▶ _YOUR GOAL_:
Without leaving out a single line, copy the records exactly.

▶ _RECORDS SHOWN_:
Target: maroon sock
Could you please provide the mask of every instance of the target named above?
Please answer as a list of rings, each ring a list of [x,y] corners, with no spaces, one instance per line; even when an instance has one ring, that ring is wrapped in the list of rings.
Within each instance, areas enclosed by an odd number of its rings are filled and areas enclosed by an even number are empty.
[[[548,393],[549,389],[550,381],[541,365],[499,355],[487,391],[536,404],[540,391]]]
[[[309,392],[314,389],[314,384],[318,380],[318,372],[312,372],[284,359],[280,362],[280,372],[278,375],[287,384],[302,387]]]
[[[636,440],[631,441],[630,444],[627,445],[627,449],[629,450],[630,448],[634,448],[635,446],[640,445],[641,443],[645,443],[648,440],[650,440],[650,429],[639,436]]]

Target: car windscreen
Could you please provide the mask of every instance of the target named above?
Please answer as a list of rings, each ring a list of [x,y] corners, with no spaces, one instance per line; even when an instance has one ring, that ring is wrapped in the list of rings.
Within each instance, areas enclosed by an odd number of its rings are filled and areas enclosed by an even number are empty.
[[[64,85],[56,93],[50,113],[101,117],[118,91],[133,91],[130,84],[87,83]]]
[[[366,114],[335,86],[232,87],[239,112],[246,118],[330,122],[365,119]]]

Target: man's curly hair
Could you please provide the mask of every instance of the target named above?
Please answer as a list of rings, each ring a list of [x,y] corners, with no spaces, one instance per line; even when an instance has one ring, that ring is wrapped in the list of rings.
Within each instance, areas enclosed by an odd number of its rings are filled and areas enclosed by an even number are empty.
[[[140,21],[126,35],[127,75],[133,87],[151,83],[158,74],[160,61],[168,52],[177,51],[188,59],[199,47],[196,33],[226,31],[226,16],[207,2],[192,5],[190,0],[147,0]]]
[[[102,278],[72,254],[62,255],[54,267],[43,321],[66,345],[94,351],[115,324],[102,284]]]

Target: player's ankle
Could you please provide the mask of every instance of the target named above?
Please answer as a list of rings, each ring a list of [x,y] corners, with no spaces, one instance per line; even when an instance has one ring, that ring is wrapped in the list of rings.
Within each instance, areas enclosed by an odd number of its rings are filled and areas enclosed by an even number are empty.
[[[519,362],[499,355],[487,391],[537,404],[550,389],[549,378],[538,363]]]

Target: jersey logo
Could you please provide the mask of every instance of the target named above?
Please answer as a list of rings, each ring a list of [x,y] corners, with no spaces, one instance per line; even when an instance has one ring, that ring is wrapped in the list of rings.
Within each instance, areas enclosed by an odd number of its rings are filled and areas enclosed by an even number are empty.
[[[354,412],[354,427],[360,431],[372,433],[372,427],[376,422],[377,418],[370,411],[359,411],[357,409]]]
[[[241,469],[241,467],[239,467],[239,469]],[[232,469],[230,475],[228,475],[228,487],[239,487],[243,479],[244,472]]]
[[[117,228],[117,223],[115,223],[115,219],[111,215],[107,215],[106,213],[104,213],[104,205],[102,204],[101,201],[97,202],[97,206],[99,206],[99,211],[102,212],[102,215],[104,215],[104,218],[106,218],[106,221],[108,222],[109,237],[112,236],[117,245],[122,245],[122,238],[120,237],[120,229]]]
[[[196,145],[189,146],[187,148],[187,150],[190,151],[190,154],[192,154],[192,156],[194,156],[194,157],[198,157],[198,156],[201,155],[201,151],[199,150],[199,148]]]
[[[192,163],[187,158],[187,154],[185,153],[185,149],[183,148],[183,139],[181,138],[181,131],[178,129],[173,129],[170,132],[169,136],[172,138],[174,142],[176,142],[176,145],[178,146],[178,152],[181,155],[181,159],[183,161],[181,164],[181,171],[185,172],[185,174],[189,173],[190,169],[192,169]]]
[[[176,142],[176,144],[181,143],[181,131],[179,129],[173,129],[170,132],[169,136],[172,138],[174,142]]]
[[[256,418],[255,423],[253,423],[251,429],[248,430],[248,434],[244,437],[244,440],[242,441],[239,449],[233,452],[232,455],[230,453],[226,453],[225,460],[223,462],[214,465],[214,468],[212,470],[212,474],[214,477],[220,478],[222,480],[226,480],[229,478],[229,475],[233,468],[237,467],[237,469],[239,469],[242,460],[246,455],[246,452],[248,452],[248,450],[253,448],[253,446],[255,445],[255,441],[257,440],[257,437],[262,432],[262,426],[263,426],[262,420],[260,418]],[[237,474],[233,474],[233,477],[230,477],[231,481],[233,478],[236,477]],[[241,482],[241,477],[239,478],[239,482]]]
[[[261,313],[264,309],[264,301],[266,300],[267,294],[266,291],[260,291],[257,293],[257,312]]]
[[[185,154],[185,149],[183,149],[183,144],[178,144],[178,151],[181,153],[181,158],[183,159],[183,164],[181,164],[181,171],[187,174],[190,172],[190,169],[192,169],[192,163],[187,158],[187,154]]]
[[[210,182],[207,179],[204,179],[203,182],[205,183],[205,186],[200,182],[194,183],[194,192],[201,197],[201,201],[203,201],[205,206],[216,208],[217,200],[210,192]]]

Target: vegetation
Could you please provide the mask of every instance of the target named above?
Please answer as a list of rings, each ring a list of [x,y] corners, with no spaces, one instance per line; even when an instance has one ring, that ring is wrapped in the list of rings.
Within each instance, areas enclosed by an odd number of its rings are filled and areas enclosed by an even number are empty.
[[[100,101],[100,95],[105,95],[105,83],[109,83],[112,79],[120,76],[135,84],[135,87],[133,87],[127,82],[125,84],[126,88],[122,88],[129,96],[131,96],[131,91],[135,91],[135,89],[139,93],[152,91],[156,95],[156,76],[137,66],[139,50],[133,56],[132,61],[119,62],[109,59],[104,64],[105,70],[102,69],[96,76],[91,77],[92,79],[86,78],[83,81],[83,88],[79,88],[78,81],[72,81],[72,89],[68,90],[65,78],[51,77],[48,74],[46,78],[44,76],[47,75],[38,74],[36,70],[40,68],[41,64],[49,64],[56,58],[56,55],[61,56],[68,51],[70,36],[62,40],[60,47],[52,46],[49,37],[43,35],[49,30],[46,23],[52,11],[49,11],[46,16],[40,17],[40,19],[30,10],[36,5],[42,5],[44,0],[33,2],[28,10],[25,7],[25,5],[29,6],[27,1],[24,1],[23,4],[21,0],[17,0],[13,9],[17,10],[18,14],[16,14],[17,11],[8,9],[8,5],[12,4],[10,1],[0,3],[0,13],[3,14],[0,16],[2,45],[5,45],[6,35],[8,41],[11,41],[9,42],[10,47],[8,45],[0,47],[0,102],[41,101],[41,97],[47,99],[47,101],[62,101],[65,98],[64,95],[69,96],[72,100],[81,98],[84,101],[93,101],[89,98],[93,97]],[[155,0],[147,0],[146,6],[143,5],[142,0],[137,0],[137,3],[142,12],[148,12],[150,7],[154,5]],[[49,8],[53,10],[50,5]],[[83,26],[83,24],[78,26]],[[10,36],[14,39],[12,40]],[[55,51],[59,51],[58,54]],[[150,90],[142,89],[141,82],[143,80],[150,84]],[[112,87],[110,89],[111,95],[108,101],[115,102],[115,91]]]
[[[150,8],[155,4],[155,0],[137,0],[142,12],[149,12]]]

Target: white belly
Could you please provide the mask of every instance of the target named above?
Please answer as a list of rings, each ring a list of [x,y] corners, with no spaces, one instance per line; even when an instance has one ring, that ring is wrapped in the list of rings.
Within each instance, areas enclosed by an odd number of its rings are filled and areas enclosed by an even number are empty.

▶ _SOLUTION TO THIS EXERCISE_:
Target: maroon sock
Could you please provide the mask of every instance of the target named above?
Please answer as a list of rings, each ring a list of [x,y] corners, with no spaces, one instance per line; even when an instance has one ring, that ring is wrapped in the list of rings.
Within each instance, areas enclosed by an odd number of its rings are filled and areas enclosed by an even number are empty.
[[[548,393],[549,389],[550,381],[541,365],[499,355],[487,391],[536,404],[540,391]]]
[[[309,392],[314,389],[314,384],[318,380],[318,372],[312,372],[284,359],[280,362],[280,372],[278,375],[287,384],[302,387]]]
[[[636,440],[631,441],[630,444],[627,445],[627,449],[629,450],[630,448],[634,448],[635,446],[640,445],[641,443],[645,443],[648,440],[650,440],[650,429],[639,436]]]

Target: car windscreen
Could you please provide the mask of every instance of the target named above?
Please answer as a list of rings, each ring a list of [x,y] corners, with no spaces, one instance per line; even when an instance has one ring, that ring is wrapped in the list of rings.
Within each instance, areas enclosed by an odd number of its rings are filled and areas enclosed by an even number are empty.
[[[64,85],[56,93],[50,113],[101,117],[118,91],[133,91],[130,84],[87,83]]]
[[[366,114],[335,86],[232,87],[239,112],[246,118],[330,122],[365,119]]]

Target: man's curly hair
Could you please provide the mask of every instance of the target named above?
Please answer as a list of rings, each ring a list of [x,y] corners, with no spaces, one instance per line; even when an instance has one ring, that ring is wrapped in the list of rings.
Within each instance, areas enclosed by an odd number of its rings are filled and areas enclosed by an even number are empty.
[[[140,21],[126,35],[127,75],[133,87],[151,83],[158,74],[160,61],[168,52],[177,51],[188,59],[199,47],[196,33],[226,31],[226,16],[207,2],[192,5],[190,0],[147,0]]]
[[[102,278],[72,254],[62,255],[54,267],[43,321],[66,345],[94,351],[115,324],[102,284]]]

Target: player's ankle
Could you please provide the mask of every instance of the target named above?
Please answer as a list of rings, each ring a list of [x,y] corners, with no spaces, one instance per line; even when an instance has one ring, that ring is wrapped in the list of rings.
Within each instance, areas enclosed by an odd number of its rings are filled and areas enclosed by an even number are empty.
[[[519,362],[499,355],[487,391],[537,404],[550,389],[549,378],[538,363]]]

Target: jersey logo
Could you please provide the mask of every instance of the target named above?
Please answer as a list of rings, each ring a list of [x,y] corners, with no spaces, one instance per line; even when an instance has one ring, that ring is wrapped in the list of rings.
Within each instance, areas enclosed by an odd number of its rings are filled and areas enclosed by an even number are empty.
[[[354,412],[354,427],[360,431],[372,433],[372,427],[376,422],[377,418],[370,411],[359,411],[357,409]]]
[[[241,469],[241,467],[239,467],[239,469]],[[232,469],[230,475],[228,475],[228,487],[239,487],[243,479],[244,472]]]
[[[117,228],[117,223],[115,223],[115,219],[111,215],[107,215],[106,213],[104,213],[104,205],[102,204],[101,201],[97,202],[97,206],[99,206],[99,211],[102,212],[102,215],[104,215],[104,218],[106,218],[106,221],[108,222],[109,237],[112,236],[117,245],[122,245],[122,238],[120,237],[120,229]]]
[[[196,145],[189,146],[187,148],[187,150],[190,151],[190,154],[192,154],[192,156],[194,156],[194,157],[198,157],[198,156],[201,155],[201,151],[199,150],[199,148]]]
[[[192,163],[187,158],[187,154],[185,153],[185,149],[183,148],[183,139],[181,138],[181,131],[178,129],[173,129],[170,132],[169,136],[172,138],[174,142],[176,142],[176,145],[178,146],[178,152],[181,155],[181,159],[183,161],[181,164],[181,171],[185,172],[185,174],[189,173],[190,169],[192,169]]]
[[[176,142],[176,144],[181,143],[181,131],[179,129],[173,129],[170,132],[169,136],[172,138],[174,142]]]
[[[256,418],[255,423],[253,423],[251,429],[248,430],[248,434],[244,437],[244,440],[242,441],[239,449],[233,452],[232,455],[230,453],[226,453],[225,460],[223,462],[214,465],[214,468],[212,470],[212,474],[214,477],[220,478],[222,480],[226,480],[229,478],[229,475],[233,468],[237,467],[237,469],[239,469],[242,460],[246,455],[246,452],[248,452],[248,450],[253,448],[253,446],[255,445],[255,441],[257,440],[257,437],[262,432],[262,426],[263,426],[262,420],[260,418]],[[237,474],[233,474],[233,477],[230,477],[231,481],[233,478],[236,477]],[[241,482],[241,477],[239,478],[239,482]]]
[[[261,313],[264,309],[264,301],[266,300],[267,294],[266,291],[260,291],[257,293],[257,312]]]
[[[185,154],[185,149],[183,149],[183,144],[178,144],[178,151],[181,153],[181,158],[183,159],[183,164],[181,164],[181,171],[187,174],[190,172],[190,169],[192,169],[192,163],[187,158],[187,154]]]
[[[210,182],[207,179],[204,179],[203,182],[205,183],[205,186],[200,182],[194,183],[194,192],[201,197],[201,201],[203,201],[205,206],[216,208],[217,200],[210,192]]]

Target: vegetation
Could you please provide the mask of every instance of the target named above?
Please answer as a list of rings, each ring a list of [x,y] corners, with no spaces, one instance per line; even when an instance has one ring, that ring is wrapped in the list of rings.
Within each instance, areas enclosed by an odd number of its rings are filled and areas enclosed by an even number are empty.
[[[100,101],[100,95],[105,95],[105,83],[109,83],[112,79],[120,76],[135,84],[135,87],[133,87],[127,82],[125,84],[126,88],[122,88],[129,96],[131,96],[131,91],[135,91],[135,89],[139,93],[152,91],[156,95],[156,76],[137,66],[139,50],[133,56],[132,61],[119,62],[109,59],[104,64],[105,70],[102,69],[96,76],[91,77],[92,79],[86,78],[83,81],[83,88],[79,88],[78,81],[72,81],[72,89],[68,90],[65,78],[51,77],[48,74],[46,78],[44,76],[47,75],[38,74],[36,70],[40,68],[41,64],[49,64],[56,58],[56,55],[61,56],[68,51],[70,36],[62,40],[60,47],[52,46],[49,37],[43,35],[49,30],[46,23],[52,11],[49,11],[46,16],[40,17],[40,19],[30,10],[36,5],[42,5],[44,0],[33,2],[28,10],[25,7],[25,5],[29,6],[27,1],[24,1],[23,4],[21,0],[17,0],[13,9],[17,10],[18,14],[16,14],[17,11],[8,9],[8,5],[12,4],[10,1],[0,3],[0,13],[3,14],[0,16],[2,45],[5,45],[6,35],[8,41],[11,41],[9,42],[10,47],[8,45],[0,47],[0,102],[41,101],[41,97],[47,99],[47,101],[62,101],[65,98],[64,95],[69,96],[72,100],[81,98],[84,101],[93,101],[89,98],[93,97]],[[155,0],[147,0],[146,6],[143,5],[142,0],[137,0],[137,3],[142,12],[148,12],[150,7],[154,5]],[[49,8],[53,10],[50,5]],[[83,26],[83,24],[78,26]],[[10,36],[14,39],[12,40]],[[55,51],[59,51],[58,54]],[[150,90],[142,89],[141,82],[143,80],[150,84]],[[112,87],[110,89],[111,95],[108,101],[115,102],[115,91]]]
[[[150,8],[155,4],[155,0],[137,0],[142,12],[149,12]]]

Target: white belly
Could you please provide the mask of every instance of the target named above?
Please answer as a list of rings, each ring a list of [x,y] corners, with no spaces, one instance per line; even when an instance has one ring, that ring is wrapped in the list of rings.
Within each instance, areas enclosed by an odd number of its rings are filled and areas enclosed by an even number are empty.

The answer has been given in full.